**SUPPLIED RECORDS**:
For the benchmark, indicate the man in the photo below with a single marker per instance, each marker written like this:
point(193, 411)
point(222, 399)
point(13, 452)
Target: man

**WHAT IS BEING ASKED**:
Reproduce the lines above verbatim, keeping every character and line break unchanged.

**RESULT**:
For the benchmark, indicate the man in the photo below with a single marker per instance, each marker written like this:
point(193, 411)
point(222, 399)
point(13, 452)
Target: man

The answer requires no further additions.